### TASK DIRECTIONS
Copy the passage from the Dunkin Donuts overview that begins at the words "Table of Contents" and stops after the words "companies (USTR, 2022).", keeping every word unchanged.

### SELECTED EXCERPT
============================================================

Dunkin Donuts Overview
Dunkin Donuts is a US-based Quick Service Restaurant chain that sells different varieties of coffee, donuts, bagels, croissants, muffins, sandwiches, and many other dishes. The company was founded in 1950 and has a network of more than 11300 restaurants spread across 36 countries including the US, Canada, India, Japan, the UK, Russia, New Zealand, etc. (Dunkin Donuts, 2021). Dunkin Donuts is owned by Inspire, a company that also owns other popular food brands such as Arby’s, Baskin Robbins, Buffalo Wild Wings, Rusty Taco, and SONIC among others. Dunkin Donuts earned a revenue of $972.1 million in 2020.
The PESTLE analysis of Dunkin Donuts presented in this article will delve deep into understanding the impact of external business factors on the operations and strategies of the company. If you wish to know in detail how an effective PESTLE analysis can be conducted, you can check out our holistic guide on PESTLE Analysis for in-depth understanding. To proceed, let us get the Dunkin Donuts’ PESTLE Analysis underway.
Table of Contents
Exhaustive and rational PESTLE analysis of Dunkin Donuts
Political factors affecting Dunkin Donuts
The US has a stabilized political environment that favors a progressive commercial environment in the country. The US has a friendly tax regime wherein the government recently reduced the corporate tax rates from 35% to 21% to boost the investments. Further, QSR companies import a large number of coffee beans from Brazil and both the governments have signed an agreement called Trade and Economic Cooperation under which many items including the green coffee beans imports from Brazil are duty-free, thereby leading to a reduction in cost for the companies (USTR, 2022).
Further, Canada is another key market for QSR companies and it is ranked higher in terms of political stability, thereby ensuring a positive environment for the business. The provincial government of Quebec has banned the opening up of fast-food restaurants near schools. This can impact the sales of the QSR companies (Goldberg, 2019).
Economic factors affecting Dunkin Donuts
The growth rate of the US for the year ending 2021 was 5.7%, (Wiseman, 2022). It is further predicted to decline to 4% in 2022 and 2.6% in 2023 (Shalal and Lawder, 2022). Further, the unemployment rate was 3.9% at the end of 2021 (Pickert, 2022). It is expected to fall further in 2022 to 3.8% and 3.5% in 2023 (Knoema, 2021). No positive change in the unemployment rate would lead to an increase in demand for affordable food products.
Furthermore, inflation in the US is at a 40-year high of 7.5%. The reason for higher inflation is the reduction in the supply of goods and services due to COVID and the current level of supply is not able to match the demand in the market. The higher inflation rate would lead to an increase in the prices of products, hence reducing the affordability for many customers.

============================================================

(Collected data)

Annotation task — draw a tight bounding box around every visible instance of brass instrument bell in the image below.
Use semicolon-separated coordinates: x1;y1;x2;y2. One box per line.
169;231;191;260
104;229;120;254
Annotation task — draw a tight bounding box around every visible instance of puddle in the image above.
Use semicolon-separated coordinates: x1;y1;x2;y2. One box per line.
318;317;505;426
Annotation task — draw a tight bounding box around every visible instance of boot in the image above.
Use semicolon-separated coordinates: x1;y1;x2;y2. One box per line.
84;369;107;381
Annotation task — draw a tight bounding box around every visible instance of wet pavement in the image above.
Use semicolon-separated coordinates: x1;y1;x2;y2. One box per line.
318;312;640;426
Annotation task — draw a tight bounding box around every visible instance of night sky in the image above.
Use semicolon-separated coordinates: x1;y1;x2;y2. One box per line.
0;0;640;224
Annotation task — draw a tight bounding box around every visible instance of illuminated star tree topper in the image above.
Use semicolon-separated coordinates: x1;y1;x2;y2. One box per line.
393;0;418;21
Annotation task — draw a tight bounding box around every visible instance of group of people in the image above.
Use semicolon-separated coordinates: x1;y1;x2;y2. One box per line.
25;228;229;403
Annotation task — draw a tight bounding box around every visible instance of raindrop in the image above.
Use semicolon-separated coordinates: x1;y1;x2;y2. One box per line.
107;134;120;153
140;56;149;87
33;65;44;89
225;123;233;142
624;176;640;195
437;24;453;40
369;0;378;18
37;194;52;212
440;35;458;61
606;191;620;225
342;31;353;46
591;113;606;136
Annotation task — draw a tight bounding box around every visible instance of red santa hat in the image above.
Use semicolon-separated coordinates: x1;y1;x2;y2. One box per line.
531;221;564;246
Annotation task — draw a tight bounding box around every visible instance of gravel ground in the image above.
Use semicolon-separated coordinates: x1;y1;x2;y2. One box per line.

============================================================

### EXERCISE RESPONSE
Table of Contents
Exhaustive and rational PESTLE analysis of Dunkin Donuts
Political factors affecting Dunkin Donuts
The US has a stabilized political environment that favors a progressive commercial environment in the country. The US has a friendly tax regime wherein the government recently reduced the corporate tax rates from 35% to 21% to boost the investments. Further, QSR companies import a large number of coffee beans from Brazil and both the governments have signed an agreement called Trade and Economic Cooperation under which many items including the green coffee beans imports from Brazil are duty-free, thereby leading to a reduction in cost for the companies (USTR, 2022).